### Given entries

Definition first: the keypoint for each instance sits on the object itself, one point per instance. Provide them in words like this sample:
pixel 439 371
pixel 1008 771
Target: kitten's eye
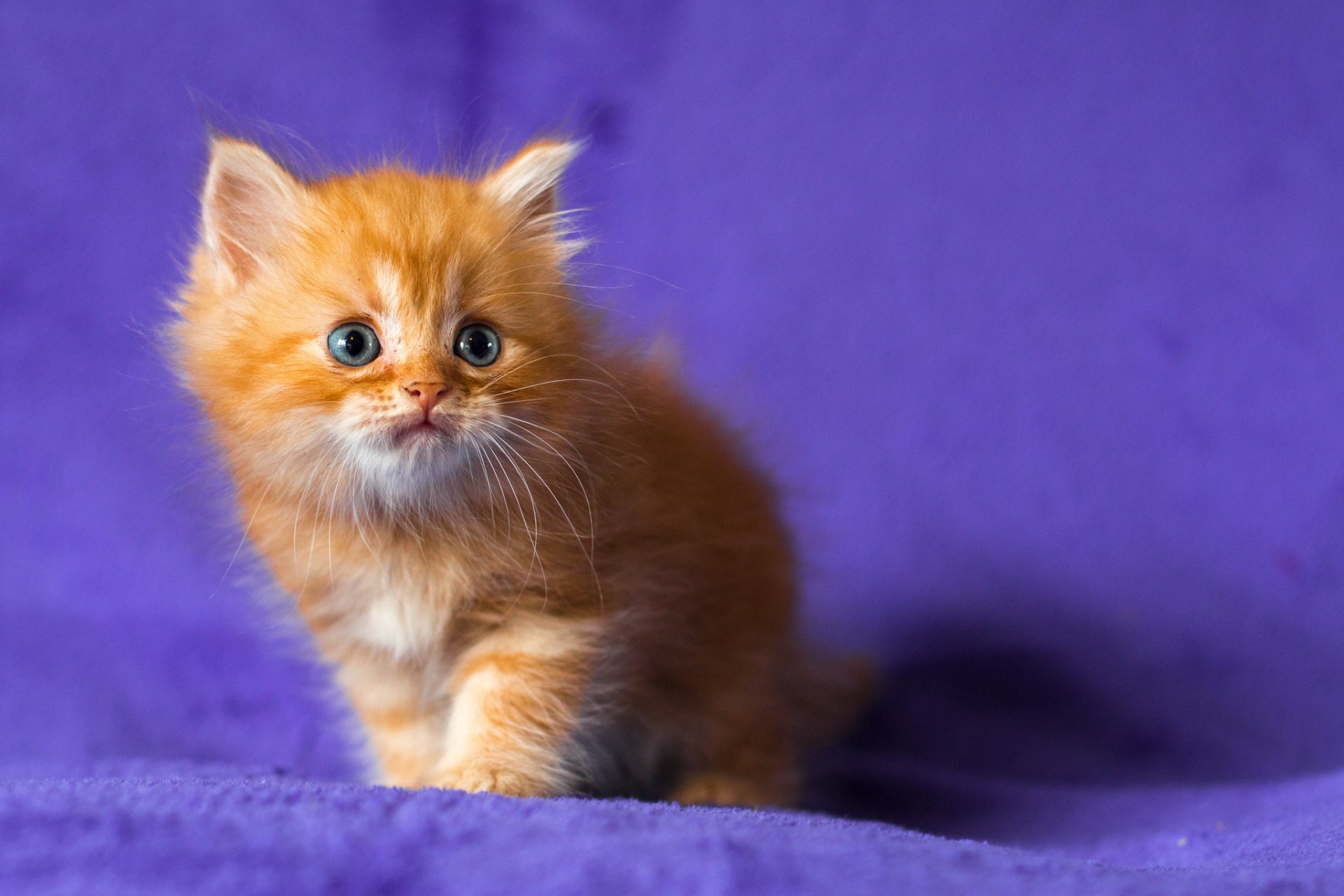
pixel 477 344
pixel 354 344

### Exercise description
Every record above must reappear exactly in the answer, minus its pictures.

### Exercise response
Definition first: the keypoint for each instance sits on the object itself, one point per instance. Provide them in words like this sample:
pixel 439 371
pixel 1008 771
Target: kitten's eye
pixel 477 344
pixel 354 344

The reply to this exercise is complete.